***** Dokumen Sumber

Jakarta, faktapers.id – Dengan berbagai alasan, komitmen bersih-bersih Menteri Badan Usaha Milik Negara (BUMN), Erick Thohir dilingkungan kerja kementrian yang dipimpinnya ternyata sangat lemah.
Penilain ini dikemukakan anggota DPR RI, Fadli Zon. Ia pun mengungkapkan, pada Desember 2019 tahun lalu Erick Thohir memecat seluruh direksi PT garuda Indonesia yang terbukti melanggar hukum.
“Banyak orang memuji sebagai bentuk tindakan bersih-bersih. Pujian itu ternyata terlalu dini diberikan. Ada orang terbukti melanggar hukum, lalu ditindak. Apa istimewanya?” ujar Waketum DPP Gerindra itu dalam pernyataan tertulisnya, Rabu (15/7).
Urai Fadli, berdasarkan Kamus Besar Bahasa Indonesia (KBBI), tak ditemukan istilah “bersih-bersih. Namun, jika dilihat dari penggunaannya, istilah “bersih-bersih” bersifat “preventif” ketimbang “kuratif”.

**********
***** Data Tercatat

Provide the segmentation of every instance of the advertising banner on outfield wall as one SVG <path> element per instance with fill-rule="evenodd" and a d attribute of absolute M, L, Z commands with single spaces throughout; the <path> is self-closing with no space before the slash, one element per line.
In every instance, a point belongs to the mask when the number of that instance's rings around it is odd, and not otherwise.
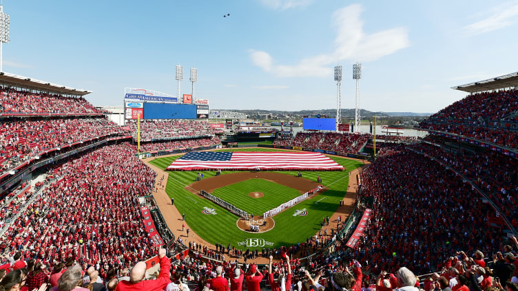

**********

Soal:
Lanjutkan berita tentang kritik Fadli Zon terhadap Erick Thohir mulai dari setelah kalimat terakhirnya. Daftar tersebut merupakan bahan tersendiri yang terpisah dari berita.

Jawaban:
“Artinya, bersih-bersih adalah sebuah tindakan terencana, bukan spontan, untuk mencegah agar hal buruk tak terjadi. Merujuk pada pengertian tersebut, sesudah satu semester lewat, saya melihat komitmen Menteri BUMN melakukan bersih-bersih sangat lemah,” ungkapnya
Bahkan, sambung Fadli dengan beberapa alasan cenderung mengarah pada hal sebaliknya. “Pertama, Menteri BUMN membuat preseden buruk dengan mengangkat tokoh partai politik sebagai komisaris BUMN,” paparnya.
Seburuk-buruknya pengelolaan BUMN di masa lalu, sambung Fadli, keputusan ini belum pernah terjadi sebelumnya. “Tokoh parpol sebagai komisaris perusahaan negara jelas bertentangan dengan UU No. 19/2003 tentang BUMN,” terangnya.
Sebut Fadli, tokoh parpol dilarang rangkap jabatan karena dapat menimbulkan benturan kepentingan. “Penunjukkan itu juga melanggar Peraturan Menteri BUMN No. Per-02/Mbu/02/2015 yang menyatakan komisaris BUMN bukanlah pengurus partai politik,” jelasnya.
Namun, beber Fadli, sejak dilantik jadi menteri Oktober 2019, hingga kini Menteri Erick Thohir setidaknya telah mengangkat 9 0rang tokoh parpol sebagai komisaris BUMN, mulai dari Pertamina, Bank Mandiri, BRI, Pelindo I, Hutama Karya, Telkom, hingga PLN.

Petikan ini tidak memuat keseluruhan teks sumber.